* Exercise directions:
Only the text belongs in the copy: repeat each record exactly, without pictures.
━━━━━━━━━━━━━━━━
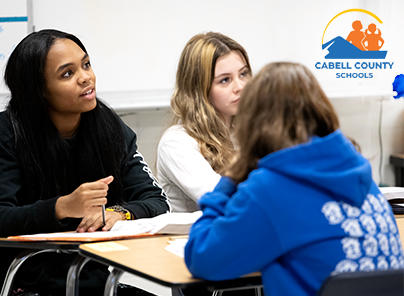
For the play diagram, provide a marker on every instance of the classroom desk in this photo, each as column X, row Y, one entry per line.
column 33, row 248
column 400, row 226
column 148, row 259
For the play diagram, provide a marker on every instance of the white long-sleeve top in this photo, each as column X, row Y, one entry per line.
column 182, row 171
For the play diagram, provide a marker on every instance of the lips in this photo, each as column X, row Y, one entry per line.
column 89, row 93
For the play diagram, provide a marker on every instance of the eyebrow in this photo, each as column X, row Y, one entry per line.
column 69, row 64
column 226, row 74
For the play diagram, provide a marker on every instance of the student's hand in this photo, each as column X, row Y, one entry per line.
column 86, row 200
column 93, row 222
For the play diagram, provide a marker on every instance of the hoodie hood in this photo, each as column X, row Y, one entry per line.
column 330, row 163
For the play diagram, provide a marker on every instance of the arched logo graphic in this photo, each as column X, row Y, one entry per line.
column 364, row 41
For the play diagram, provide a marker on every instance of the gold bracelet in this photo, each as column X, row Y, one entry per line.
column 126, row 215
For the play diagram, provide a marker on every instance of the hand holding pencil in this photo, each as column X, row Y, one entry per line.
column 86, row 200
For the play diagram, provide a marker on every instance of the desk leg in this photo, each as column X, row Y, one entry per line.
column 14, row 266
column 112, row 282
column 72, row 283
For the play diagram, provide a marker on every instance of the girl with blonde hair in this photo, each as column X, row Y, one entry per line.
column 192, row 153
column 298, row 203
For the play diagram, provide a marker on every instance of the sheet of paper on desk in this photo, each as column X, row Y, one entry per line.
column 79, row 237
column 170, row 223
column 395, row 195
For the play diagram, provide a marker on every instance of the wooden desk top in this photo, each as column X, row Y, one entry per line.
column 39, row 245
column 400, row 225
column 148, row 259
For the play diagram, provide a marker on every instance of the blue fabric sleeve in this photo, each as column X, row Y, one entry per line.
column 227, row 241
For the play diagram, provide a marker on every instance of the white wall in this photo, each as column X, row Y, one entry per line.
column 135, row 46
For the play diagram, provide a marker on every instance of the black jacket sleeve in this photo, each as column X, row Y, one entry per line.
column 16, row 218
column 145, row 197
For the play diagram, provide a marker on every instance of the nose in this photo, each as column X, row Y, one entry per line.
column 238, row 85
column 84, row 77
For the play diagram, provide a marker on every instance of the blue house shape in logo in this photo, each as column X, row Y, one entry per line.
column 339, row 48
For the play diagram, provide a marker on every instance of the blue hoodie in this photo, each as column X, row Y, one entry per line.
column 307, row 211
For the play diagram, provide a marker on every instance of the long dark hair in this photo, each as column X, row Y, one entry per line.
column 51, row 165
column 282, row 106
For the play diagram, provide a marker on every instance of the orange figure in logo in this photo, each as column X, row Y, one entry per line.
column 356, row 36
column 372, row 39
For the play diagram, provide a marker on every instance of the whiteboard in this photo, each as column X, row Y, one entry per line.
column 15, row 23
column 135, row 45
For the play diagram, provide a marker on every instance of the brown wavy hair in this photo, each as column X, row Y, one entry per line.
column 283, row 105
column 190, row 102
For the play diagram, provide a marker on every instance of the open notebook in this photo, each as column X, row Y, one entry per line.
column 170, row 223
column 395, row 196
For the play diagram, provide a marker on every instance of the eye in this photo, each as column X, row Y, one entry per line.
column 245, row 73
column 225, row 80
column 87, row 64
column 67, row 74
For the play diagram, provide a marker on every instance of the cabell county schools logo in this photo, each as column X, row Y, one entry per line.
column 363, row 42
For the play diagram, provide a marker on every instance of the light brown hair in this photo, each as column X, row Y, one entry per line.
column 190, row 102
column 283, row 105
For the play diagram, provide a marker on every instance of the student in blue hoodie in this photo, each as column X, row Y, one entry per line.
column 298, row 203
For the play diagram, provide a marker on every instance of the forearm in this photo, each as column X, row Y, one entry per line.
column 28, row 219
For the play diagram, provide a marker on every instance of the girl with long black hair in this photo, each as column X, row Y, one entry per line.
column 64, row 154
━━━━━━━━━━━━━━━━
* Exercise response:
For the play diagram, provide a marker on every instance of the classroom desk in this photo, each as column X, row Y, one entry per line.
column 33, row 248
column 400, row 226
column 148, row 259
For the play diagram, provide a marker on every instance of the white long-sleeve top in this photo, each as column X, row Y, one entry per line.
column 182, row 171
For the play diagram, provide a marker on every instance of the lips in this photo, each as column X, row Y, one entry per line.
column 89, row 93
For the play diagram, provide a marker on every instance of the eyebrow in this photo, each as column X, row Y, one entry per line.
column 69, row 64
column 226, row 74
For the play diagram, provide a marker on every instance of the student's hand in this photo, each as column X, row Y, one entry per line.
column 86, row 200
column 93, row 222
For the play diagram, provide a marker on every instance of the hoodie hood in this photo, each as column X, row Y, one entry per line.
column 330, row 163
For the play diagram, provide a marker on every instance of the arched logo graphic in this photo, each as column X, row Y, one entry per line.
column 364, row 41
For the play diagram, provide a marker on every instance of the gold bracelet in this photo, each as column X, row Y, one entry per line.
column 126, row 215
For the play diagram, provide a marker on every instance of the hand holding pencil in this photo, each as column X, row Y, one entry per line.
column 86, row 200
For the play diagram, provide a marker on every instance of the desk leg in this photo, each as column X, row Y, one entry per line.
column 14, row 266
column 112, row 282
column 72, row 283
For the play diagram, provide a marker on every instance of the girl with blonde hair in this photo, each as column X, row Y, one entry per line.
column 192, row 153
column 298, row 203
For the play diagram, provide a marker on every instance of the sheet of paper on desk in this photo, each as column X, row Y, one entry per line.
column 79, row 237
column 170, row 223
column 395, row 195
For the play diagram, provide a marker on every instance of the wooden desk top in this photo, each as column X, row Y, one entry per line.
column 39, row 245
column 400, row 225
column 148, row 259
For the play diagram, provide a marker on every instance of the blue fabric sleeve in this photo, each as column X, row Y, one entry per line.
column 227, row 241
For the play diagram, provide a marker on every instance of the white wall in this photo, each as column X, row Y, one entry per line.
column 135, row 46
For the play diagram, provide a marker on every instance of the black jacket sleeve in this photo, each as column X, row Y, one entry per line.
column 16, row 218
column 145, row 197
For the play diagram, provide a marker on every instance of the nose in this photo, each as column X, row Y, one entry per line.
column 238, row 85
column 84, row 77
For the play diagram, provide a marker on every instance of the blue house shape in logo in this photo, each as column X, row Y, one entry per line.
column 339, row 48
For the play diagram, provide a marker on every instance of the blue hoodie in this photo, each as column X, row Y, one entry per line.
column 307, row 211
For the play diagram, provide a marker on every instance of the long dark hair in this photo, each as column X, row Y, one entry per line.
column 51, row 165
column 282, row 106
For the play diagram, provide a marker on every instance of the orange figure in logo in this photo, each as column X, row Y, one entry per line.
column 356, row 36
column 372, row 39
For the play diagram, provide a marker on every instance of the whiteboard in this photo, each as column X, row Y, one entry per line.
column 15, row 23
column 135, row 45
For the play diagram, provide a marker on every instance of the brown wavy hair in this photo, each as column X, row Y, one entry per line.
column 283, row 105
column 190, row 102
For the play diagram, provide a marker on every instance of the open notebook in this photo, each as column X, row Y, one entry per line.
column 170, row 223
column 395, row 196
For the play diagram, provide a marker on every instance of the eye in this photo, each as column X, row Y, one entry per line.
column 245, row 73
column 225, row 80
column 87, row 64
column 67, row 74
For the play diagram, provide a marker on every instance of the cabell county schools logo in this photo, each as column X, row Y, one entry per line.
column 363, row 42
For the play diagram, provide a marker on every instance of the light brown hair in this photo, each as column X, row Y, one entry per line.
column 190, row 102
column 283, row 105
For the play diagram, provide a marker on every instance of the student in blue hoodie in this photo, each as column X, row Y, one entry per line.
column 298, row 203
For the play diagram, provide a marker on every instance of the forearm in this photo, each as column X, row Y, one entry per line.
column 28, row 219
For the play diagram, provide a marker on every instance of the girl with long black hair in this photo, each as column X, row Y, one entry per line.
column 64, row 154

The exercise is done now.